---- DATA FOR REVIEW
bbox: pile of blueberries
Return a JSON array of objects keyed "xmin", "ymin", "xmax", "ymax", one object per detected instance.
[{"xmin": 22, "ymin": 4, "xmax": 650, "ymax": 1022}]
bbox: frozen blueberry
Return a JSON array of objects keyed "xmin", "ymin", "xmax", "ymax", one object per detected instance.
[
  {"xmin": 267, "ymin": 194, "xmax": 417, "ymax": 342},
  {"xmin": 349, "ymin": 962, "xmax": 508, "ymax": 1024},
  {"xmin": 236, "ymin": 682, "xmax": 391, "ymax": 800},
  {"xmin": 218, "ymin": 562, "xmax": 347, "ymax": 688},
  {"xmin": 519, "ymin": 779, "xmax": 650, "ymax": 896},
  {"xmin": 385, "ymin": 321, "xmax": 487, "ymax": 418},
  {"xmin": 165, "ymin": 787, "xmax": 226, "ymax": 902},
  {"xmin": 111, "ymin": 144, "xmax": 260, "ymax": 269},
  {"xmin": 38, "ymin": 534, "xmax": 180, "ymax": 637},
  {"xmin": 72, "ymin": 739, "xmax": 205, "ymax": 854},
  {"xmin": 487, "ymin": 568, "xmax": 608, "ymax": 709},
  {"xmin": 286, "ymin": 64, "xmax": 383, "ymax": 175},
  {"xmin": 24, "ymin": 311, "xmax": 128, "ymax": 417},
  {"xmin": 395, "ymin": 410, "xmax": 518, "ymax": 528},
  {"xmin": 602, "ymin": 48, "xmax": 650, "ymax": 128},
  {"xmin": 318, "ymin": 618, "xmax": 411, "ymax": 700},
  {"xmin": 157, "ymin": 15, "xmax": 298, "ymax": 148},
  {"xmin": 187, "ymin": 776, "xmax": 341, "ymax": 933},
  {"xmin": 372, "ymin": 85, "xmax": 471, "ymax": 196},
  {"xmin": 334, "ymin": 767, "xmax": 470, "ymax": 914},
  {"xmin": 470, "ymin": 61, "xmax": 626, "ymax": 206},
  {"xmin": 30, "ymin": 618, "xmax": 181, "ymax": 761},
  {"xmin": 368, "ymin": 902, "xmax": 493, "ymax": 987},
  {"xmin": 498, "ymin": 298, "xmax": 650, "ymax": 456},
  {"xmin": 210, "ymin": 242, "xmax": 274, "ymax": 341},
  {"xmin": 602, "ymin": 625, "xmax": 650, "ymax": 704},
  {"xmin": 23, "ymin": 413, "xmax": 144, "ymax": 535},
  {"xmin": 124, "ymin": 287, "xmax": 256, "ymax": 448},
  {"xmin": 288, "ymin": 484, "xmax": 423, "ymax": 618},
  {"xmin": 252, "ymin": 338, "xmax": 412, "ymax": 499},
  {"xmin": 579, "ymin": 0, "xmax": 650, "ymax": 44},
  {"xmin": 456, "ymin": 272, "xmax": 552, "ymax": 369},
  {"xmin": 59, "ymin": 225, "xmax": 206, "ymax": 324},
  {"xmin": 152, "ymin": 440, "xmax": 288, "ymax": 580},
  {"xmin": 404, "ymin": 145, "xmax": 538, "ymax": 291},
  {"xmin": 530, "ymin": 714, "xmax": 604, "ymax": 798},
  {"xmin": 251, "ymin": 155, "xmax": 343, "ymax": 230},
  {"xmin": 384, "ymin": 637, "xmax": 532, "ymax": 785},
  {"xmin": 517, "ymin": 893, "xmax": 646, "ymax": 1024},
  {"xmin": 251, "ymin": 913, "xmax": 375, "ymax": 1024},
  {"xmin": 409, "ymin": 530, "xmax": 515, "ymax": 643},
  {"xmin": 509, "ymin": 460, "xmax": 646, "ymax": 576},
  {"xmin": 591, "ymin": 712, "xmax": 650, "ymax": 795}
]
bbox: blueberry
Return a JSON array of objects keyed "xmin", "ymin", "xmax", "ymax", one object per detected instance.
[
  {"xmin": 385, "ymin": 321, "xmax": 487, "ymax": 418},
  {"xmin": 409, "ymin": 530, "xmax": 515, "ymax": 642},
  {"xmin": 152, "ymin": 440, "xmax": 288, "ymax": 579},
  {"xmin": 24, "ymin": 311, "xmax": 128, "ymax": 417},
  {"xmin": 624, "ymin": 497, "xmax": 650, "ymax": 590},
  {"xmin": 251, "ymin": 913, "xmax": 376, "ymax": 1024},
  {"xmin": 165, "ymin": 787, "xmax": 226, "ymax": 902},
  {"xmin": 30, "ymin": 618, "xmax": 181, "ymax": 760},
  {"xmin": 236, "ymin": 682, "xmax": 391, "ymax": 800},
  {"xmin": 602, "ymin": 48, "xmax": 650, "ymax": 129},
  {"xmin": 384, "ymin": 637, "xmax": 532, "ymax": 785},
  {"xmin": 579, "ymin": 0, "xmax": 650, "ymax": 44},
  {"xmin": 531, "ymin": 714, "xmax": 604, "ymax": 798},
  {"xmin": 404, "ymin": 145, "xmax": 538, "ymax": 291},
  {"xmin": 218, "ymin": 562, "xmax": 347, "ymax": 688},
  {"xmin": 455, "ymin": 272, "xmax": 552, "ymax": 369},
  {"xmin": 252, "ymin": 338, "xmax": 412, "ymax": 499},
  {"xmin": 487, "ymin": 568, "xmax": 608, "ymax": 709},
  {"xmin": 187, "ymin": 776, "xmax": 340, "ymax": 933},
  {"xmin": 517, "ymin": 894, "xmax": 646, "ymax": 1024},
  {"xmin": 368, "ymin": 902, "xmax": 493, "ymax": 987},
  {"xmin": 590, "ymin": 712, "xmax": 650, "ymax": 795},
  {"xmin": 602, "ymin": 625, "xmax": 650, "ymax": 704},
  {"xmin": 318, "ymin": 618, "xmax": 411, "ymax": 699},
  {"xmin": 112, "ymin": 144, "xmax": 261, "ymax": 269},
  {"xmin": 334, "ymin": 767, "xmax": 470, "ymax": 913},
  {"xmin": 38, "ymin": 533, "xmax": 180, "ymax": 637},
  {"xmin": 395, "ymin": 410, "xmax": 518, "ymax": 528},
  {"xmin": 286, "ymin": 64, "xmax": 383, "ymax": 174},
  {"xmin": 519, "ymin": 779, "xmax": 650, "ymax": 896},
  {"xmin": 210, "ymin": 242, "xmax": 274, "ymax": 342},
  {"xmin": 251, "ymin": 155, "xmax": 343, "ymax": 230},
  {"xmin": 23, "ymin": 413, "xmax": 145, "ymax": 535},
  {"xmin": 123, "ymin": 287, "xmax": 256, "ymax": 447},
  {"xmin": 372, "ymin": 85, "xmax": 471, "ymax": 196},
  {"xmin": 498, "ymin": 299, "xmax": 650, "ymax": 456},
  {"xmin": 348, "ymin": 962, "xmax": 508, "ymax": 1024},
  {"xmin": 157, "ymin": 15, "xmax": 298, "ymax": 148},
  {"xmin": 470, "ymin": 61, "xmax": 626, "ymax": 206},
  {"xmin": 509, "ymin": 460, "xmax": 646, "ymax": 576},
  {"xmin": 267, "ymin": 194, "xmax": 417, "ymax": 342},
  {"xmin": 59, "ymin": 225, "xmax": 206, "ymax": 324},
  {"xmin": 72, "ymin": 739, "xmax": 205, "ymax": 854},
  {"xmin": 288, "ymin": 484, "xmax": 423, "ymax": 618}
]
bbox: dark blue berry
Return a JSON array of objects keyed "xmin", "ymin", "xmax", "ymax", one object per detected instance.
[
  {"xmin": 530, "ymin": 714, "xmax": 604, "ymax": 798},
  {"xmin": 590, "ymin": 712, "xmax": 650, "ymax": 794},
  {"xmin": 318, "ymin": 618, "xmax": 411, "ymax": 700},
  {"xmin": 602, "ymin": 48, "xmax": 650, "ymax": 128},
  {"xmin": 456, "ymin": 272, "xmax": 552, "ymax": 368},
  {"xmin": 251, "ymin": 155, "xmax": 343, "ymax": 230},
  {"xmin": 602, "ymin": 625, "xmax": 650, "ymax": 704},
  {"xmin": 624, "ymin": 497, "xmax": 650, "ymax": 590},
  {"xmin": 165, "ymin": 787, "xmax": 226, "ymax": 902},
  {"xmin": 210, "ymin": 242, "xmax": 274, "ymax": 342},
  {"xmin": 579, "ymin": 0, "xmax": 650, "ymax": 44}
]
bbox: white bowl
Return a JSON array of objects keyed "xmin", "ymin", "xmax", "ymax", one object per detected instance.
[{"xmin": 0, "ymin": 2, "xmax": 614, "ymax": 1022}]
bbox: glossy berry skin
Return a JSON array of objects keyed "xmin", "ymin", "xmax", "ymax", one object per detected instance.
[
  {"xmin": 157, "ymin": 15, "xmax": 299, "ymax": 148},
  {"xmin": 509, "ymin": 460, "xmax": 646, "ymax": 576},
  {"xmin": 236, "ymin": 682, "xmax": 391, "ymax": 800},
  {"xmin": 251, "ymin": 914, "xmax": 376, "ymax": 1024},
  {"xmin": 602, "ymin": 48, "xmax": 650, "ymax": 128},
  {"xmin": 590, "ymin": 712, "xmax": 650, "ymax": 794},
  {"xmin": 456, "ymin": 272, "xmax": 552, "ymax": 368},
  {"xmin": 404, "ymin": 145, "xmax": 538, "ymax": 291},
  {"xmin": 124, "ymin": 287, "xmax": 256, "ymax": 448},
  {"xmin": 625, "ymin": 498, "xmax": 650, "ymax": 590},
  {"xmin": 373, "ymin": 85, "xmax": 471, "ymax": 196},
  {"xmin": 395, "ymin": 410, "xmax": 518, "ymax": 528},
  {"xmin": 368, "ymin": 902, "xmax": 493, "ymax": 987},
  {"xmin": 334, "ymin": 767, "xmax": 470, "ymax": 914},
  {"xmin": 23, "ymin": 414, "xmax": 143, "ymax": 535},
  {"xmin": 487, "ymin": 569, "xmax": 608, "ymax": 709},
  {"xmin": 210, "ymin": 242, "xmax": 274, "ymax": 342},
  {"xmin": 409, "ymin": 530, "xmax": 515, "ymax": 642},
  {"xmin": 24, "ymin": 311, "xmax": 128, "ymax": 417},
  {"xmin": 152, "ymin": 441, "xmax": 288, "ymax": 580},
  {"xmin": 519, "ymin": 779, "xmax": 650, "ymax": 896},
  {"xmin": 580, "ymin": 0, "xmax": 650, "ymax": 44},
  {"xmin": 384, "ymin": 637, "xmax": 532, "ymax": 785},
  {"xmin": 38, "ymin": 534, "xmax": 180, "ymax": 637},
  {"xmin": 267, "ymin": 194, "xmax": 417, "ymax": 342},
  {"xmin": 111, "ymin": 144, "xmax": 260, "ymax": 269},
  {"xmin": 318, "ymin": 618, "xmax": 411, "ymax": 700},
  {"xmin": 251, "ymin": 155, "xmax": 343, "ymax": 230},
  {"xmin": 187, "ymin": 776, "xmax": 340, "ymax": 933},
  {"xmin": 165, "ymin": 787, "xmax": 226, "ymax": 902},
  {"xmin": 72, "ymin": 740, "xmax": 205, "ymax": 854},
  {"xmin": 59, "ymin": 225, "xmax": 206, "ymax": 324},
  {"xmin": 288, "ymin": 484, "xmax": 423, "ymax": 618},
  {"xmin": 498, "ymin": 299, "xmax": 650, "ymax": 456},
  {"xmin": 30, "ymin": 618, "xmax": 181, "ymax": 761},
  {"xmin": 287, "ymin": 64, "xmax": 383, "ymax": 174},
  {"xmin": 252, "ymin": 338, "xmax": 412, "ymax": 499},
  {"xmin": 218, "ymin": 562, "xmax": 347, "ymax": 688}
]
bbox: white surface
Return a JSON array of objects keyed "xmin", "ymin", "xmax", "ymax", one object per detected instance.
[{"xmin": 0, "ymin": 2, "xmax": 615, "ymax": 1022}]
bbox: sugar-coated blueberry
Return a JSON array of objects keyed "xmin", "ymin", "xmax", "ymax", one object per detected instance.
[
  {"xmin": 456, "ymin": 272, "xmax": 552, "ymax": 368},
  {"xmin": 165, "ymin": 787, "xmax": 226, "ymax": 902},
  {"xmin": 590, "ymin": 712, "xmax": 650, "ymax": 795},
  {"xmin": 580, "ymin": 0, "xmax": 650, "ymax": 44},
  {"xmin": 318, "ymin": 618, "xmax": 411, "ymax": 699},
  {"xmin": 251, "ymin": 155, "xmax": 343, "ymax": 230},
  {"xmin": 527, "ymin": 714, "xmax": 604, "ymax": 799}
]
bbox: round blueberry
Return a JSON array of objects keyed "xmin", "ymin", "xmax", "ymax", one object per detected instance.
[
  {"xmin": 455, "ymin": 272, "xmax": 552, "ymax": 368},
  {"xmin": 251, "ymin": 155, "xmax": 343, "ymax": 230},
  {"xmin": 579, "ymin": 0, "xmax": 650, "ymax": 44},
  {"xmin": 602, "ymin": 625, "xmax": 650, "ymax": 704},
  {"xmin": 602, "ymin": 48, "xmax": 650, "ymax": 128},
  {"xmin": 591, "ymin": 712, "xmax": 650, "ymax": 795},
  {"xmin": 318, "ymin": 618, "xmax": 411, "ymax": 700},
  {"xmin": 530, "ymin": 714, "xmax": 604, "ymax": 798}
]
--------
**TASK GOAL**
Both end lines included, restate word for word the lines above from the line with "bbox: white bowl" to the line with "bbox: glossy berry skin", and nothing else.

**SOLVED EXERCISE**
bbox: white bowl
Return a JSON array of objects keyed "xmin", "ymin", "xmax", "ymax", one object per detected instance.
[{"xmin": 0, "ymin": 2, "xmax": 614, "ymax": 1022}]
bbox: glossy berry skin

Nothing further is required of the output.